**TASK REQUIREMENTS:** Write out the complete material exactly as it stands.

##### ENTRIES #####

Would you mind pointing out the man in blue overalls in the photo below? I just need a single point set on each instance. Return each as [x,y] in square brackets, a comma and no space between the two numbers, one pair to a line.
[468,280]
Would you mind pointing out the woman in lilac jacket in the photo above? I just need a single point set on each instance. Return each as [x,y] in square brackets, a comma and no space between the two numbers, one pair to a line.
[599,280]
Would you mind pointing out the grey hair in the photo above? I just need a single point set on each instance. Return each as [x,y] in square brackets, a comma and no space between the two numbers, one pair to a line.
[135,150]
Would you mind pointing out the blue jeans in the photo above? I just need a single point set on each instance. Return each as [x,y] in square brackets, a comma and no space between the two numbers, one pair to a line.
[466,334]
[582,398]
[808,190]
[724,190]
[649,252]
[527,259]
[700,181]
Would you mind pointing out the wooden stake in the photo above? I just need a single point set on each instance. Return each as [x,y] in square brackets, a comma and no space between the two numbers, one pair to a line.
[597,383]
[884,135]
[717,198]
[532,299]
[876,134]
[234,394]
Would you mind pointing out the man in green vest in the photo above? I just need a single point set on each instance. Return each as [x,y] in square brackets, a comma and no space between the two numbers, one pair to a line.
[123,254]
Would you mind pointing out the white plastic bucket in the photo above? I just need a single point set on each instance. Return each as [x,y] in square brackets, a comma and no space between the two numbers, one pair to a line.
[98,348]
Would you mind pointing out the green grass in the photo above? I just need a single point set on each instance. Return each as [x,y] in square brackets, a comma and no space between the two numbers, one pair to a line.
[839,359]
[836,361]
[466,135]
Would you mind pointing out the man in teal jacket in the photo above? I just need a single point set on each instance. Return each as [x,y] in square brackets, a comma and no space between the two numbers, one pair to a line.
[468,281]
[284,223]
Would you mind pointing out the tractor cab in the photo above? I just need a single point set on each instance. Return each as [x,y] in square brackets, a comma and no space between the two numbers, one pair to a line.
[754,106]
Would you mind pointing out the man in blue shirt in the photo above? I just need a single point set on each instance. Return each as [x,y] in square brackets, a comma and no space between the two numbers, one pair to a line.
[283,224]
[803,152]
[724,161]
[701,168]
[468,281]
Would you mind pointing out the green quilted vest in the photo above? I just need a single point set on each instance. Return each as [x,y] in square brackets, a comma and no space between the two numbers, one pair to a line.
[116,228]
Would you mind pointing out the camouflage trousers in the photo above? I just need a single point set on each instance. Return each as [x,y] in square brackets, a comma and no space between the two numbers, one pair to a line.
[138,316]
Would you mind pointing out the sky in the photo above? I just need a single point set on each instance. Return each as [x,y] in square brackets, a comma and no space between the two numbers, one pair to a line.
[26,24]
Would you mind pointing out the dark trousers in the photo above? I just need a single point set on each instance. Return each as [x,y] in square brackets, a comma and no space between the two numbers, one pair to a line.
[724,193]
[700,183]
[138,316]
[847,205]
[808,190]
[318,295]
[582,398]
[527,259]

#####

**TASK RESULT:**
Would you mind pointing out the man in blue overalls in the photo below? I just need a single point set on each instance. Return each as [x,y] in square brackets, a comma and no space between the two numbers, one pair to a line.
[468,280]
Would you mind pointing out the woman in lilac jacket in the photo above? I just need a single point set on each instance. Return each as [x,y] in square brackets, a comma and no space between the two numbers, one pair to a line.
[599,280]
Would you mind pointing out the grey hair in the photo above? I just need a single point set on each instance. Return each as [x,y] in square brackets, a comma and no space between the two numbers, one pair to a line.
[135,150]
Would you mind pointing out the blue jeans in the photo above? I just need a single point set on each instance. Return each as [x,y] in square brackets, a comma and no space between the two numbers, one pair to a line.
[466,334]
[582,398]
[808,190]
[724,190]
[649,252]
[527,259]
[700,181]
Would you mind pointing out the wooden stake in the photo above? I just need a single point set on each instance. Return each as [x,y] in square brackets, a comma and no space between the two numbers, one pair to a line.
[597,383]
[884,135]
[717,198]
[532,299]
[876,134]
[234,394]
Would you mind pointing out the man in green vest in the photo above? I just need a single point set on each instance. Return each as [x,y] in square brackets, a comma and no space between the two numbers, one pair to a line.
[123,254]
Would you mind pointing out the white plastic bucket in the photo above? I just need a single point set on each instance. Return each as [x,y] in square brackets, a comma and no space between the two numbers, one pair to a line.
[98,348]
Would you mind pointing out the green grass in the photo above? I just need a single point set on each instance. Return each as [x,y] in square brackets, a comma and no space between the two numbers, one pair to a line.
[839,359]
[836,361]
[466,135]
Would you mind pointing out the man in teal jacket in the photo above? I just need a single point set on each instance. Return each as [x,y] in square brackets, a comma and no space between the two numbers, one pair to a line.
[468,281]
[284,223]
Would you mind pointing out the tractor cab in the photo above? I just need a single point set on each instance. Return each as [x,y] in square brackets, a comma and no space between the two numbers, one pair to a line.
[754,106]
Would you mind pointing out the man in blue shirt in the photo above? I just need a single point set on each instance. Return each as [x,y] in square brackets, a comma and no space between the two numbers, one pair to a line.
[283,224]
[803,152]
[724,161]
[701,168]
[468,281]
Would you mind pointing out the green quilted vest in the photo above? I just need a single point set on each instance. Return each as [x,y] in square brackets, a comma and no space between the two numbers, one pair to a line.
[116,228]
Would you mind pointing out the camouflage trousers in the photo above? I just need a single point set on each instance. Return each as [x,y] in square brackets, a comma and no space between the two numbers, one pair to a line.
[138,316]
Would you mind pointing out the sky in the photo above? I just need a single point set on each instance. Return each as [x,y] in square brackets, a comma and no space between the two numbers, one pair to a line.
[26,24]
Would you mind pointing out the dark trousers in the photo above? I just need a single point set on each instance. Return each as [x,y] in square brackets, a comma and no space between the two numbers, one pair to a line.
[724,193]
[700,183]
[138,316]
[847,205]
[808,190]
[318,295]
[582,398]
[527,259]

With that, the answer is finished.